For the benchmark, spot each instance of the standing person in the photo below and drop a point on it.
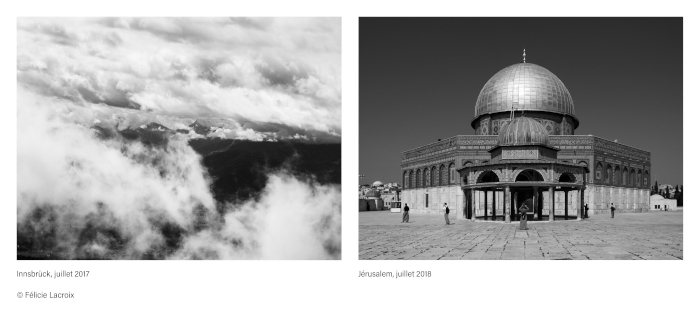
(523, 217)
(405, 214)
(447, 214)
(612, 210)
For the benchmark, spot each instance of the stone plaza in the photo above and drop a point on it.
(628, 236)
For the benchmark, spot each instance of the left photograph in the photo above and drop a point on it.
(178, 138)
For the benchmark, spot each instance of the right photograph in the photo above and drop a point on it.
(521, 139)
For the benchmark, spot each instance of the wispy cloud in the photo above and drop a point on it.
(81, 196)
(247, 70)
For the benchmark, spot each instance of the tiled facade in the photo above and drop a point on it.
(618, 174)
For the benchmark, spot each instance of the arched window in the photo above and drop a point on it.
(567, 177)
(639, 178)
(646, 178)
(436, 176)
(631, 177)
(529, 176)
(487, 177)
(443, 175)
(419, 182)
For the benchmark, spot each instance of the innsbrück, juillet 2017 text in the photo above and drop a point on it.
(395, 274)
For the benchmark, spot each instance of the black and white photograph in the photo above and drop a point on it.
(521, 139)
(215, 138)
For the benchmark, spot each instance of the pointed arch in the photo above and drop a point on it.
(529, 175)
(567, 177)
(487, 176)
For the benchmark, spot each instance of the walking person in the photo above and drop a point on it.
(612, 210)
(447, 214)
(405, 214)
(523, 217)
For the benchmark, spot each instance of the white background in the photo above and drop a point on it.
(335, 284)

================

**TASK DESCRIPTION:** Convert the records above into a two-column CSV with the headers "text" and "answer" and one row per record. Put each record's text and its answer in one quoted field apiece, turn line breaks into spaces, and leave the pictures out.

**ANSWER TO THIS PROBLEM:**
text,answer
"For the benchmark, spot each instance of the standing person in the photo below and drop a point on it.","(523, 217) (405, 214) (447, 214) (612, 210)"
"For the benchmark, spot each instance of the stone plaza in the photo above and drop a point on it.","(628, 236)"
"For the benchmark, spot each instance of the left photograph in the photo above and drop a point on it.","(178, 138)"
"For the benchmark, spot each instance of the right photograph in the photo above and drop a point on it.","(521, 139)"
"For the benchmark, spot each instance of the wispy cloud in the photo above and drop a point on it.","(81, 196) (247, 70)"
"For the benchmark, spot each instance of the tiled facade in the photo above and drop a point on it.","(618, 174)"
"For the benchmark, spot each instance of the arched window in the photo above and drop a point on it.","(567, 177) (639, 178) (646, 178) (436, 176) (631, 177) (529, 176) (487, 177) (443, 175) (419, 182)"
"For the benchmark, spot each instance of the innsbrück, juillet 2017 text in the photo above and drop a point on it.","(395, 274)"
"For the benchmark, spot each instance of the black and white photograph in the photo above and drop a point on it.","(521, 139) (215, 138)"
"For the benchmark, spot each instance of the pointed arch in the photo above and drop a point on it.","(529, 175) (567, 177) (487, 176)"
"For the benchmark, spot each instance of the walking person in the photo above and drop a point on it.","(612, 210) (447, 214) (405, 214) (523, 217)"
"For the benchmark, spot each instance of the white background in the photo above and drop a point on it.","(335, 284)"